— WHAT THE EXERCISE ASKS —
In the text below on visualizing NeuroML models, what command installs POV-Ray on Fedora Linux systems?

— SUPPLIED TEXT —
---------------
Graphical view of the Auditory Cortex model generated with pynml-povray and POV-Ray

Fig. 33 Graphical view of the Auditory Cortex model generated with pynml-povray and POV-Ray#

You can also use POV-Ray interactively. Please refer to the official website for more information on installing and using POV-Ray. On Fedora Linux systems, you can install it from the Fedora repositories using dnf:

sudo dnf install povray

Using pyNeuroML#

These functions are also exposed as Python functions in pyNeuroML, so that you can use them directly in Python scripts:

import pyneuroml.pynml

pyneuroml.pynml.nml2_to_png(nml2_doc)
pyneuroml.pynml.nml2_to_svg(nml2_doc)


from pyneuroml.plot.PlotMorphology import plot_2D
from pyneuroml.plot.PlotMorphologyVispy import plot_interactive_3D

plot_2D(nml2_doc)
plot_interactive_3D(nml2_doc)

Open Source Brain uses NeuroML.

The Open Source Brain platform generates the interactive visualisations from NeuroML sources. See the Auditory Cortex model on Open Source Brain here.
---------------
— SUPPLIED DATA —
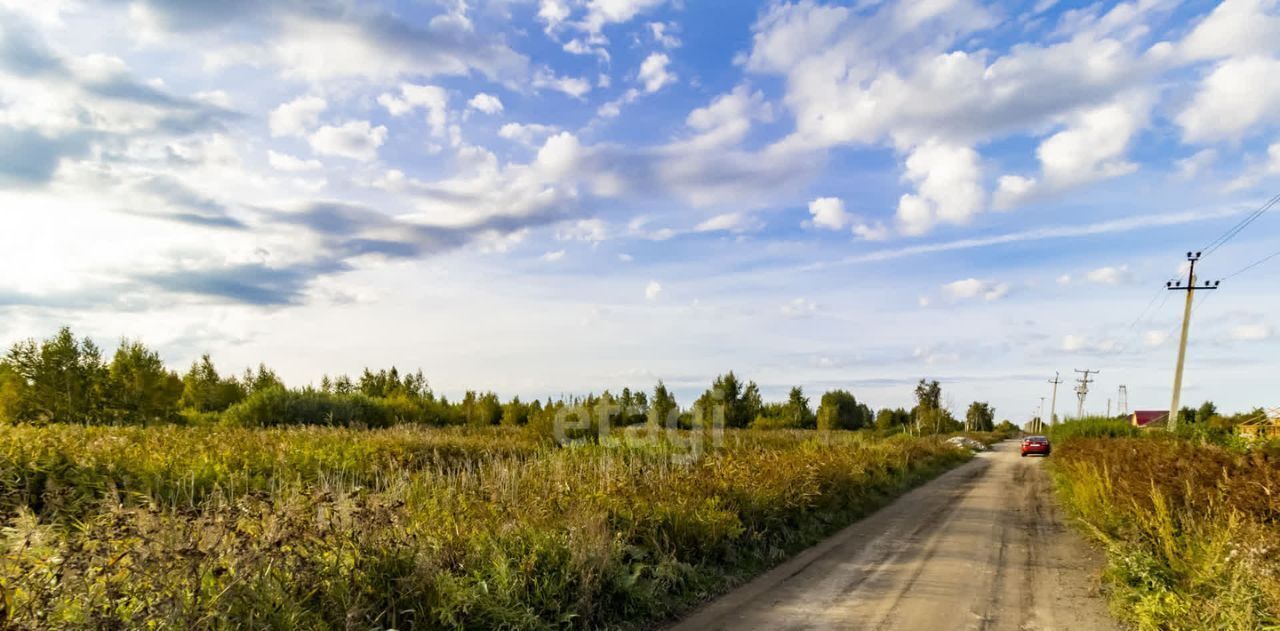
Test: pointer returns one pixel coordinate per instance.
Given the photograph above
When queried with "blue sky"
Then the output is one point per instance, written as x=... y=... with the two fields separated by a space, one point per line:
x=560 y=196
---------------
— TASK ANSWER —
sudo dnf install povray